Task directions => Copy out every line of the records in which "before" can be found.

■ ■ ■

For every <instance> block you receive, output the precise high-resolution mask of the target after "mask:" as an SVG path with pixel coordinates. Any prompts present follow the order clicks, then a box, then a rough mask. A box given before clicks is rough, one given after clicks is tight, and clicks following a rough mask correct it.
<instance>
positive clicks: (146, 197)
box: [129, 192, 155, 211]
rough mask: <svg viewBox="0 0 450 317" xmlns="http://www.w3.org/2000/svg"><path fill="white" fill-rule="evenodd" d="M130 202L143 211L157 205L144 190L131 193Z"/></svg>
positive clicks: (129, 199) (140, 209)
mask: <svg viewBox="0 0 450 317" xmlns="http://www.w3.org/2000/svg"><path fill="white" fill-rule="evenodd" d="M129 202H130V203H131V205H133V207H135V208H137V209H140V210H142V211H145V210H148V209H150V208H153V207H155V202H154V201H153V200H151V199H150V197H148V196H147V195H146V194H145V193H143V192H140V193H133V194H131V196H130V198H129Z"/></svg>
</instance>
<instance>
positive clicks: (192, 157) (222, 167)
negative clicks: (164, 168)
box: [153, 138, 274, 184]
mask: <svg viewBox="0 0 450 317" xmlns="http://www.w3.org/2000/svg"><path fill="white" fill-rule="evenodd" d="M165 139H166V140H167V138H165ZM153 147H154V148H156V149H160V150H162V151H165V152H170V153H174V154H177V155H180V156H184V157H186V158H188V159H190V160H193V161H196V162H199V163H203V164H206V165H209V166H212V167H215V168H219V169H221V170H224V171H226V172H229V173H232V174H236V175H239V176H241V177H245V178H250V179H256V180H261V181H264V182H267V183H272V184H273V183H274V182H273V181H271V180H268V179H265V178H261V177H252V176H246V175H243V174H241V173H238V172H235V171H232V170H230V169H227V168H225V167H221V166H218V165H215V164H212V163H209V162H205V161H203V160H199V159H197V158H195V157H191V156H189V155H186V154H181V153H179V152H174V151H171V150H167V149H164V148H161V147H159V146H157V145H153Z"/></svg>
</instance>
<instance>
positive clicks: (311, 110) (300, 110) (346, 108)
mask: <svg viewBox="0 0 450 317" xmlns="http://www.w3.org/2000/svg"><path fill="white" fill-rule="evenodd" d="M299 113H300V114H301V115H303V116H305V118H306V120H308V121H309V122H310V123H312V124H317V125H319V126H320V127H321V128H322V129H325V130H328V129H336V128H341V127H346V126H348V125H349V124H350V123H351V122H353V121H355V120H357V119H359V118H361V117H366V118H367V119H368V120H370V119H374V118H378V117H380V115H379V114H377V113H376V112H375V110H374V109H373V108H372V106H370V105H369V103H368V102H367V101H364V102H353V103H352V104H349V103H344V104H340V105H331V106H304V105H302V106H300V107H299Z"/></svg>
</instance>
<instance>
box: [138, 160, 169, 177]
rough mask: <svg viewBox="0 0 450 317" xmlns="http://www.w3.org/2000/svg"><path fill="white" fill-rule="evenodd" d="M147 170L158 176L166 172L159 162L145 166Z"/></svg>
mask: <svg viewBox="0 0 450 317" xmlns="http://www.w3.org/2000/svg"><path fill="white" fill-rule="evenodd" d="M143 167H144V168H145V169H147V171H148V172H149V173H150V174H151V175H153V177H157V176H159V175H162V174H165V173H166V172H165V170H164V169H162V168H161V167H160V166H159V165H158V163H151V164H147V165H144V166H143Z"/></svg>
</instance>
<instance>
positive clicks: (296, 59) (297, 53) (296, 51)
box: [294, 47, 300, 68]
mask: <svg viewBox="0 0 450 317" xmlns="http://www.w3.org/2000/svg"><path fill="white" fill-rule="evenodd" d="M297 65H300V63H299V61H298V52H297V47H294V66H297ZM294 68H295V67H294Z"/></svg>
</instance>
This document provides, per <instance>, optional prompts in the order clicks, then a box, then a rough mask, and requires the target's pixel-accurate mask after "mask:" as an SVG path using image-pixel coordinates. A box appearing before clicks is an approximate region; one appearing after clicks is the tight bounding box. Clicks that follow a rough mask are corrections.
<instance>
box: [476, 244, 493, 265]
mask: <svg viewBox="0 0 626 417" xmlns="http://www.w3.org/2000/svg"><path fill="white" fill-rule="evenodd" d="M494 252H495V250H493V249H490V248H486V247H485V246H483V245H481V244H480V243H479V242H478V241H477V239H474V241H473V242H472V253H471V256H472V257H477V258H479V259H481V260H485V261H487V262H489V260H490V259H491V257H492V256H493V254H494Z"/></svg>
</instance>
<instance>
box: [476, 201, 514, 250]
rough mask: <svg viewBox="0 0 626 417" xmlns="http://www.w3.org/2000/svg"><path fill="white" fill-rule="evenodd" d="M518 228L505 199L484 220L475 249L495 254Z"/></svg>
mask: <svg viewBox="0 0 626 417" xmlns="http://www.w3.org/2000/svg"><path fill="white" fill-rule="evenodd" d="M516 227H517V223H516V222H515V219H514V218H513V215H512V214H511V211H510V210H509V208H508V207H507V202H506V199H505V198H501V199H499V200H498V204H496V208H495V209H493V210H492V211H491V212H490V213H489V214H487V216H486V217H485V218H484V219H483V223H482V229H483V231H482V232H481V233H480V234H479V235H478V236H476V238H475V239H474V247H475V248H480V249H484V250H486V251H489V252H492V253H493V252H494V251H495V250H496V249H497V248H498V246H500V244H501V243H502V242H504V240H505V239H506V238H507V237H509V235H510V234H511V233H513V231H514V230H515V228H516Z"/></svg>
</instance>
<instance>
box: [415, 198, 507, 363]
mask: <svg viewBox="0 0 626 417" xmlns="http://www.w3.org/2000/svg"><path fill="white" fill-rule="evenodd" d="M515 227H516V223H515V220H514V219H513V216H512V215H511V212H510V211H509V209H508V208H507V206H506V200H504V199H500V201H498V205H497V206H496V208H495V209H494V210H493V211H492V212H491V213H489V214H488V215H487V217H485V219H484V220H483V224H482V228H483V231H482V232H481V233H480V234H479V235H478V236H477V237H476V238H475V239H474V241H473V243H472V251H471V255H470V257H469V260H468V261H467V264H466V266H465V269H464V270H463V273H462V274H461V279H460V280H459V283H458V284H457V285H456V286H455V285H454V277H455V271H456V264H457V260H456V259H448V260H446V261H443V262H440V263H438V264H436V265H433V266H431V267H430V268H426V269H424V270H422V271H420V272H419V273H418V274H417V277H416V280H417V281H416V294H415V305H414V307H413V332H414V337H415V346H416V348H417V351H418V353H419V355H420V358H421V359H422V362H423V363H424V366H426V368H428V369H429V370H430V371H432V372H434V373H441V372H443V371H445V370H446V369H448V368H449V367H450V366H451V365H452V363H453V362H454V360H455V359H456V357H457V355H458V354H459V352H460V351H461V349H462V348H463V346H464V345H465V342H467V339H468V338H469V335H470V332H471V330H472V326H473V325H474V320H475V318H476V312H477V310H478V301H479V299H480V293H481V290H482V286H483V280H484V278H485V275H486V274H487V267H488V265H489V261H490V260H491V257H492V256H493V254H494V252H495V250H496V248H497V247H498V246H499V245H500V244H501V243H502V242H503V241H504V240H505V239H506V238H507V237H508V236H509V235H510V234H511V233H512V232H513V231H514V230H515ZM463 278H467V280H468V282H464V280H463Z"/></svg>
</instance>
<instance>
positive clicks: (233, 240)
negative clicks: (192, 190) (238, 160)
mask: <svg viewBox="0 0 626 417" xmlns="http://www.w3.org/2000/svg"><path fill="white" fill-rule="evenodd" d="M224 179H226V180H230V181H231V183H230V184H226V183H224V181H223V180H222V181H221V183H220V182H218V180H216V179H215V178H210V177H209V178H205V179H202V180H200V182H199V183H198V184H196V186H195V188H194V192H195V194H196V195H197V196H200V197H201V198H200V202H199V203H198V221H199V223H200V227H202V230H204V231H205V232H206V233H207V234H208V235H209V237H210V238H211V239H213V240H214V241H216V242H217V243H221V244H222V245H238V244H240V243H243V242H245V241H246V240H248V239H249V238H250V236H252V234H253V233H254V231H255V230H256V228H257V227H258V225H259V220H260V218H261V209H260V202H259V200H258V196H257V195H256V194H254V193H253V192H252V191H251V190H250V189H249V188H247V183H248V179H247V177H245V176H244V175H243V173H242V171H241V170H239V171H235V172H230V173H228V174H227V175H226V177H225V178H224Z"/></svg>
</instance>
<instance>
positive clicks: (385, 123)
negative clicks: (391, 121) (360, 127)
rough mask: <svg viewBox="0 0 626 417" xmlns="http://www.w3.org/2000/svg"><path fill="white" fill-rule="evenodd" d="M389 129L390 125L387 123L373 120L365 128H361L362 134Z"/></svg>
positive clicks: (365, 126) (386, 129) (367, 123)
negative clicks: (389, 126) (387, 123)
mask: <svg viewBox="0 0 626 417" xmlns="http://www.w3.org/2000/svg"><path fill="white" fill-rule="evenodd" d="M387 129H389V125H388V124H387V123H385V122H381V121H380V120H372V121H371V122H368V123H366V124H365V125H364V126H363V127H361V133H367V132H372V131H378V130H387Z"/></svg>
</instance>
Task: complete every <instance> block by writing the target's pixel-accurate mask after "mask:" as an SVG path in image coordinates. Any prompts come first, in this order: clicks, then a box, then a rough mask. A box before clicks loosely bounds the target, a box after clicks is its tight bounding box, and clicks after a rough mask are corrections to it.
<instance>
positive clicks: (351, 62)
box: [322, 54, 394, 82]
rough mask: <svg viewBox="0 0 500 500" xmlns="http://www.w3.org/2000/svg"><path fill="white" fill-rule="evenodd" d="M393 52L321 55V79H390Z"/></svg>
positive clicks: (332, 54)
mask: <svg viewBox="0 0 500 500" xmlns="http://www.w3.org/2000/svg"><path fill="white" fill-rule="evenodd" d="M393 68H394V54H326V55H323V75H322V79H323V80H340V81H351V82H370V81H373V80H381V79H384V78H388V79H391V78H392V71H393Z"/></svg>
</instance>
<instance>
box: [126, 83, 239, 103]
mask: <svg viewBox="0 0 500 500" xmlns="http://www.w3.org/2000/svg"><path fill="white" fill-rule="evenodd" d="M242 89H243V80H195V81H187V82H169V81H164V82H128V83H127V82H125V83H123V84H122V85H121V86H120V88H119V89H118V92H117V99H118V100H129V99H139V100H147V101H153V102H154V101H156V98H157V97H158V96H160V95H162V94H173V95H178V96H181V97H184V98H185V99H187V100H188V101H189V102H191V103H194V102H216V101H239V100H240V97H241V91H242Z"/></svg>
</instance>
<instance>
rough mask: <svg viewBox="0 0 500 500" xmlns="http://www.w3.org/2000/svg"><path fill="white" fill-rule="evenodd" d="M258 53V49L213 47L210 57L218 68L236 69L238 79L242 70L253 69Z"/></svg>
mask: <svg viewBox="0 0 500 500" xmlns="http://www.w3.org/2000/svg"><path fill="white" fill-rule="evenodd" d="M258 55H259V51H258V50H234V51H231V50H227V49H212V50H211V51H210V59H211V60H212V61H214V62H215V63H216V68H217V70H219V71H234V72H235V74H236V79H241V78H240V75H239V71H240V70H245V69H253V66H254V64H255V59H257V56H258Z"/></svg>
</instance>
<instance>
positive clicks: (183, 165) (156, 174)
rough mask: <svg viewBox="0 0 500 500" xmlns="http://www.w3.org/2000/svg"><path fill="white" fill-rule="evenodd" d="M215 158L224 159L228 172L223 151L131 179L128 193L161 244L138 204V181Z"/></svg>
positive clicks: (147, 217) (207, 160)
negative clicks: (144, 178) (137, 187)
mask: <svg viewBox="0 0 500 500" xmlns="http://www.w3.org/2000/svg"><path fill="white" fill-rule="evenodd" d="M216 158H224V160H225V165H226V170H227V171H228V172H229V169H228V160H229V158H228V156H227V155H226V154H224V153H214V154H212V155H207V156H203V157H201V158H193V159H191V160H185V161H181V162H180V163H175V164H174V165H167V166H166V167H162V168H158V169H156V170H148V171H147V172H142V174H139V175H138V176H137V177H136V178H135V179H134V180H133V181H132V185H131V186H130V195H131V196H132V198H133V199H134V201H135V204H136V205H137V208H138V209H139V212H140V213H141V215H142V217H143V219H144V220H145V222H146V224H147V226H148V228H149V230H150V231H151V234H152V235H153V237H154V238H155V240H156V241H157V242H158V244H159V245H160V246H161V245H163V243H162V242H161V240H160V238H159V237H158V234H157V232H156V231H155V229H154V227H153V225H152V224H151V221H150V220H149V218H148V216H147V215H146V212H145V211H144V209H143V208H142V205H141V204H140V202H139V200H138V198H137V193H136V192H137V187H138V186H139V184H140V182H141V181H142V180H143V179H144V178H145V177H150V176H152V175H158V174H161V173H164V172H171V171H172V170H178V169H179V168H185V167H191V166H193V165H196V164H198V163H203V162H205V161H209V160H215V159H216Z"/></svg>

■ ■ ■

Output for this task =>
For every <instance> block you receive, output the precise high-resolution mask of the target after "mask:" as an SVG path with pixel coordinates. Any prompts present follow the order clicks, then a box, then a rough mask. A box given before clicks is rough, one given after clicks is tight, and clicks following a rough mask correct it.
This document provides, per <instance>, optional prompts in the order clicks, then a box, then a rough mask, and requires the target's pixel-accurate mask after "mask:" as an SVG path using image-pixel coordinates. A box appearing before clicks is an approximate region; one appearing after clicks is the tight bounding box. Clicks that follow a rough mask are corrections.
Task: complete every <instance> block by writing the target's pixel-accurate mask after "mask:" as an SVG path in image coordinates. Any prompts come first, in this order: clicks, then a box, then a rough mask. A box before clicks loosely bounds the target, a box after clicks is its tight bounding box, and clicks after a rough mask are corrections to it.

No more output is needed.